WHAT TO DO
Copy out every line below that contains the string "rough". Matching is case-sensitive.

INFORMATION PROVIDED
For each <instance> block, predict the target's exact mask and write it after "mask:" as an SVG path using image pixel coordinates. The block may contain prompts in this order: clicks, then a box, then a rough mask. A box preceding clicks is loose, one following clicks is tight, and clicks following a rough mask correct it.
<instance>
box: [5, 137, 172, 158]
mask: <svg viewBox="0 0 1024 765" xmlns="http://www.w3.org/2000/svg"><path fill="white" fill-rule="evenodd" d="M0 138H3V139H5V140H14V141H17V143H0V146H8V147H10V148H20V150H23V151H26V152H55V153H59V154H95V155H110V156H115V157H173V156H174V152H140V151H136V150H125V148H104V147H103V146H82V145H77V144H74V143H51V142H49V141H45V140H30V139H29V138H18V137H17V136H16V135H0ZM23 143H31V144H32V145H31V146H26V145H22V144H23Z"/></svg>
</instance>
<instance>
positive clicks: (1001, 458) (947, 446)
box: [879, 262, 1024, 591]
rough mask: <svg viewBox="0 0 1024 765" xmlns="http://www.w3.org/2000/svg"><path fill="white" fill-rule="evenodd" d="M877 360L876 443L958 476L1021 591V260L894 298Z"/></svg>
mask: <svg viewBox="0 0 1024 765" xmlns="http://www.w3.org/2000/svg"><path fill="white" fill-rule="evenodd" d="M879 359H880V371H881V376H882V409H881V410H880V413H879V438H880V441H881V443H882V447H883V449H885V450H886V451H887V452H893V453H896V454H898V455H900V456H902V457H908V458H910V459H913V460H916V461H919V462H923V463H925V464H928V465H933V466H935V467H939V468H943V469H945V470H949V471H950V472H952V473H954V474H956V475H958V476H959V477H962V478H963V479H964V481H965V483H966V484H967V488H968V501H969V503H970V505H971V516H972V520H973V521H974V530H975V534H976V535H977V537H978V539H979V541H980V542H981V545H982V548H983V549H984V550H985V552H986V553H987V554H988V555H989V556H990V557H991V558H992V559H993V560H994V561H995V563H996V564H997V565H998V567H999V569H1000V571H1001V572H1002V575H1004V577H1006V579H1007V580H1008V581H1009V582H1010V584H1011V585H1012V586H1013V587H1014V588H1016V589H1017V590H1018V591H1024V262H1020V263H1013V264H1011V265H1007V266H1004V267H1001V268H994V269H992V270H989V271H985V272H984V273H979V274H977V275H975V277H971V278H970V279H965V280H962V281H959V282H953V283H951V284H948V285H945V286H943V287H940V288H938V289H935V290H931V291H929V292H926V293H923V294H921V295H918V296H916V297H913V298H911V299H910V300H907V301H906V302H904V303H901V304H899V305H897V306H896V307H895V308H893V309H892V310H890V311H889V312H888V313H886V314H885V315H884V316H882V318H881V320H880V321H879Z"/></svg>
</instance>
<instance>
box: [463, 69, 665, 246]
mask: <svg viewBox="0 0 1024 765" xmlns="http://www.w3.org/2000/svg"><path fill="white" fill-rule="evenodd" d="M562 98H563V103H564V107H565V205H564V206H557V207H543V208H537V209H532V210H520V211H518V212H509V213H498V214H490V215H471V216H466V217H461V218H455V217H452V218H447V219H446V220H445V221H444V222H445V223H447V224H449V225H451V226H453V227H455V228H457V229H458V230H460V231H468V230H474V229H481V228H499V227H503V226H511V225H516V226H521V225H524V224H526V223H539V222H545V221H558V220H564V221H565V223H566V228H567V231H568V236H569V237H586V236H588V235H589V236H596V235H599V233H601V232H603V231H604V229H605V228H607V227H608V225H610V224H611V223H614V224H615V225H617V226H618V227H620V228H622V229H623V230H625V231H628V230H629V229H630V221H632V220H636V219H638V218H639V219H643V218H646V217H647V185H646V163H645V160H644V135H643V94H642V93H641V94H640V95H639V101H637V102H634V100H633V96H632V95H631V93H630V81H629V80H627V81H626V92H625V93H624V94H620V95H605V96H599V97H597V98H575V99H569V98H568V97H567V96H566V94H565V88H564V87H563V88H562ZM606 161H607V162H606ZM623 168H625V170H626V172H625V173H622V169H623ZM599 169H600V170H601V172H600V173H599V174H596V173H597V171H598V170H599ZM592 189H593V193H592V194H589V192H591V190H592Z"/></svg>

FINAL ANSWER
For each <instance> block, predict the target's exact mask and write it after "mask:" as an SVG path using image pixel coordinates. The block may contain prompts in this order: clicks, then a box, then a rough mask. A box preceding clicks is loose, one following clicks is tight, and clicks following a rough mask correct it.
rough mask: <svg viewBox="0 0 1024 765" xmlns="http://www.w3.org/2000/svg"><path fill="white" fill-rule="evenodd" d="M877 360L876 443L958 476L1021 591V260L894 298Z"/></svg>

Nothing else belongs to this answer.